— Begin —

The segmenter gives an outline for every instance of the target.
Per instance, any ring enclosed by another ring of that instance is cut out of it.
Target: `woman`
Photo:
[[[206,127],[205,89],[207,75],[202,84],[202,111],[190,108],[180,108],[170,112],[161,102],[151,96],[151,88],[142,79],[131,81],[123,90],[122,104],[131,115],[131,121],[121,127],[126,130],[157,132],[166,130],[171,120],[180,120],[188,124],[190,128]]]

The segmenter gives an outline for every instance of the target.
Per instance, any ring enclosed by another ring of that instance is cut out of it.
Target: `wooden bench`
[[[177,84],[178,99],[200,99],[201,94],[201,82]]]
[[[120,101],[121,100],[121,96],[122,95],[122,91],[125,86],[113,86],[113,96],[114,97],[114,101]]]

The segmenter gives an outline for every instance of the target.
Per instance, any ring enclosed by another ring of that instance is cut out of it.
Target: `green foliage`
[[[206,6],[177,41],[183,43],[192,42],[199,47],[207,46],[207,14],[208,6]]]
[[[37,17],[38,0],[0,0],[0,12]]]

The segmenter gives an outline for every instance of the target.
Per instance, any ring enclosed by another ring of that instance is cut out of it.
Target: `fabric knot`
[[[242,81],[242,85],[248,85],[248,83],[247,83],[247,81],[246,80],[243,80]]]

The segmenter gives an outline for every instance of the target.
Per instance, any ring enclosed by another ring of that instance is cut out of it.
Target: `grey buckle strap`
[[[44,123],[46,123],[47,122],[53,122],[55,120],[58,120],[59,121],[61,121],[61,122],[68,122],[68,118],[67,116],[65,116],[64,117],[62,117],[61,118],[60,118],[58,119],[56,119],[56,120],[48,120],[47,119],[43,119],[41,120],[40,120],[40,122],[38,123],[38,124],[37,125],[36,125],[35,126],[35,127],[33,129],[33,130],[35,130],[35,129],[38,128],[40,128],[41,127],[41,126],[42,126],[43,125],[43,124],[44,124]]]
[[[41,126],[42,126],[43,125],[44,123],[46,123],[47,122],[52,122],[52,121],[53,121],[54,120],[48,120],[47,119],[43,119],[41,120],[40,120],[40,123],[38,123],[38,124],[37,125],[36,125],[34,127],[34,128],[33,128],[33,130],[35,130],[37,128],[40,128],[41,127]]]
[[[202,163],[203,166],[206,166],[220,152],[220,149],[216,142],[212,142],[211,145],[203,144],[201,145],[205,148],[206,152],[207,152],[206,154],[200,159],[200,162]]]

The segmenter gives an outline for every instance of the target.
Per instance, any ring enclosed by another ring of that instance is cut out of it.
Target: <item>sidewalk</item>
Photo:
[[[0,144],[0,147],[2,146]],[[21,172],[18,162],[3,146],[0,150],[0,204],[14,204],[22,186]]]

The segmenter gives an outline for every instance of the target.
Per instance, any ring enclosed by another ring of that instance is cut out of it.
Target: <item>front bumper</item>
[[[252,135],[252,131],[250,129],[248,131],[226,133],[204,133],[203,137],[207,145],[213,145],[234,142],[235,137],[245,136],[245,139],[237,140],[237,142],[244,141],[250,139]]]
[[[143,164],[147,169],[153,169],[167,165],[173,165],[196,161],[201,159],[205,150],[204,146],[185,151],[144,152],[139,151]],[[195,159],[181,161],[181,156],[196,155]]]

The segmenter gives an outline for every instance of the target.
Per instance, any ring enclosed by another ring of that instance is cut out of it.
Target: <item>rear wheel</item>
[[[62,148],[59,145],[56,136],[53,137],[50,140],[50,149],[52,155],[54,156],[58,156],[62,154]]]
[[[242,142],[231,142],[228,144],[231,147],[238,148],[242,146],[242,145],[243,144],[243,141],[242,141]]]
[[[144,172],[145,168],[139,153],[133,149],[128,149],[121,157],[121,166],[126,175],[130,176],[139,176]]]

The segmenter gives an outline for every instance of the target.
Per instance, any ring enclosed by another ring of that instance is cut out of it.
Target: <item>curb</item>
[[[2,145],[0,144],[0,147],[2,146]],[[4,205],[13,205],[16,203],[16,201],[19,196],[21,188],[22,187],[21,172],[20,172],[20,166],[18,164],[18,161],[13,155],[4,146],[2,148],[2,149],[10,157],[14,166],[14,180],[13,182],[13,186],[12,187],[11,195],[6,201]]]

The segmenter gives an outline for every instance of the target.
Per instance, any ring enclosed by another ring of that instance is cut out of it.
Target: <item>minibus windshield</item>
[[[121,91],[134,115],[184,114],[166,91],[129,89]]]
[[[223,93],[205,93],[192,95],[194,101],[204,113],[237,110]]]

— End —

Convert the data above into a Markdown table with the columns Row and Line. Put each line in its own numbered row and omit blank lines.

## Answer in full
| Row | Line |
|---|---|
| 1 | The segmenter gives an outline for every instance of the target. |
| 2 | Per instance, any ring enclosed by another ring of that instance is cut out of it. |
| 3 | Target: `woman` |
| 4 | Photo: |
| 5 | [[[206,127],[205,89],[207,75],[202,84],[202,111],[190,108],[180,108],[170,112],[161,102],[151,96],[151,88],[142,79],[131,81],[123,90],[122,104],[131,115],[131,121],[121,127],[126,130],[157,132],[166,130],[171,120],[180,120],[188,124],[190,128]]] |
| 6 | The segmenter gives an outline for every instance of the target. |
| 7 | Per instance, any ring enclosed by another ring of that instance is cut out of it. |
| 8 | Target: `wooden bench` |
| 9 | [[[177,84],[178,99],[200,99],[201,94],[201,82]]] |
| 10 | [[[120,101],[121,100],[121,96],[122,95],[122,91],[125,86],[113,86],[113,96],[114,97],[114,101]]] |
| 11 | The segmenter gives an outline for every instance of the target. |
| 12 | Per instance, any ring enclosed by another ring of that instance is cut out of it. |
| 13 | Target: `green foliage` |
| 14 | [[[206,6],[177,41],[183,43],[192,42],[199,47],[207,46],[207,14],[208,6]]] |
| 15 | [[[37,17],[38,0],[0,0],[0,12]]] |
| 16 | The segmenter gives an outline for every instance of the target. |
| 17 | Per instance, any ring enclosed by another ring of that instance is cut out of it. |
| 18 | Target: `fabric knot` |
| 19 | [[[242,81],[242,85],[248,85],[248,83],[247,83],[247,81],[246,80],[243,80]]] |
| 20 | The segmenter gives an outline for every instance of the target. |
| 21 | Per instance, any ring enclosed by another ring of that instance is cut out of it. |
| 22 | Target: `grey buckle strap` |
| 23 | [[[44,123],[46,123],[47,122],[53,122],[55,120],[58,120],[59,121],[61,121],[61,122],[68,122],[68,118],[67,116],[65,116],[64,117],[62,117],[61,118],[60,118],[58,119],[56,119],[56,120],[48,120],[47,119],[43,119],[41,120],[40,120],[40,122],[38,123],[38,124],[37,125],[36,125],[35,126],[35,127],[33,129],[33,130],[35,130],[35,129],[38,128],[40,128],[41,127],[41,126],[42,126],[43,125],[43,124],[44,124]]] |
| 24 | [[[41,126],[42,126],[43,125],[44,123],[46,123],[47,122],[52,122],[52,121],[53,121],[54,120],[48,120],[47,119],[43,119],[41,120],[40,120],[40,123],[38,123],[38,124],[37,125],[36,125],[34,127],[34,128],[33,128],[33,130],[35,130],[37,128],[40,128],[41,127]]] |
| 25 | [[[202,163],[203,166],[206,166],[220,152],[220,149],[216,142],[212,142],[211,145],[203,144],[201,145],[205,148],[206,152],[207,152],[206,154],[200,159],[200,162]]] |
| 26 | The segmenter gives an outline for every instance of the target. |
| 27 | Per instance, any ring enclosed by another ring of that instance is cut out of it. |
| 28 | Target: <item>sidewalk</item> |
| 29 | Photo: |
| 30 | [[[0,144],[0,147],[2,146]],[[21,172],[18,162],[3,146],[0,150],[0,204],[14,204],[22,186]]] |
| 31 | The segmenter gives an outline for every instance of the target. |
| 32 | Per instance, any ring enclosed by another ring of that instance is cut out of it. |
| 33 | Target: <item>front bumper</item> |
| 34 | [[[252,135],[252,131],[250,129],[248,131],[226,133],[204,133],[203,137],[207,145],[213,145],[234,142],[235,137],[245,136],[245,139],[237,140],[237,142],[244,141],[250,139]]] |
| 35 | [[[143,164],[147,169],[153,169],[167,165],[173,165],[196,161],[201,159],[205,150],[204,146],[185,151],[144,152],[139,151]],[[195,159],[181,161],[181,156],[196,155]]] |
| 36 | The segmenter gives an outline for every instance of the target. |
| 37 | Per instance, any ring enclosed by another ring of that instance is cut out of it. |
| 38 | Target: <item>rear wheel</item> |
| 39 | [[[62,148],[59,145],[56,136],[53,137],[50,140],[50,149],[52,155],[54,156],[58,156],[62,154]]] |
| 40 | [[[242,142],[231,142],[228,144],[231,147],[238,148],[242,146],[242,145],[243,144],[243,141],[242,141]]] |
| 41 | [[[144,172],[145,168],[139,153],[133,149],[128,149],[121,157],[121,166],[126,175],[130,176],[139,176]]] |
| 42 | The segmenter gives an outline for every instance of the target. |
| 43 | Per instance, any ring enclosed by another ring of that instance is cut out of it. |
| 44 | Target: <item>curb</item> |
| 45 | [[[2,145],[0,144],[0,147],[2,146]],[[4,205],[13,205],[16,203],[16,201],[19,196],[21,188],[22,187],[21,172],[20,172],[20,166],[18,164],[18,161],[13,155],[4,146],[2,148],[2,149],[10,157],[14,166],[14,180],[13,182],[13,186],[12,187],[11,195],[6,201]]] |
| 46 | The segmenter gives an outline for every instance of the target. |
| 47 | Per instance, any ring enclosed by another ring of that instance is cut out of it. |
| 48 | Target: <item>minibus windshield</item> |
| 49 | [[[121,91],[134,115],[184,114],[166,91],[129,89]]] |
| 50 | [[[223,93],[205,93],[192,95],[194,101],[204,113],[237,110]]] |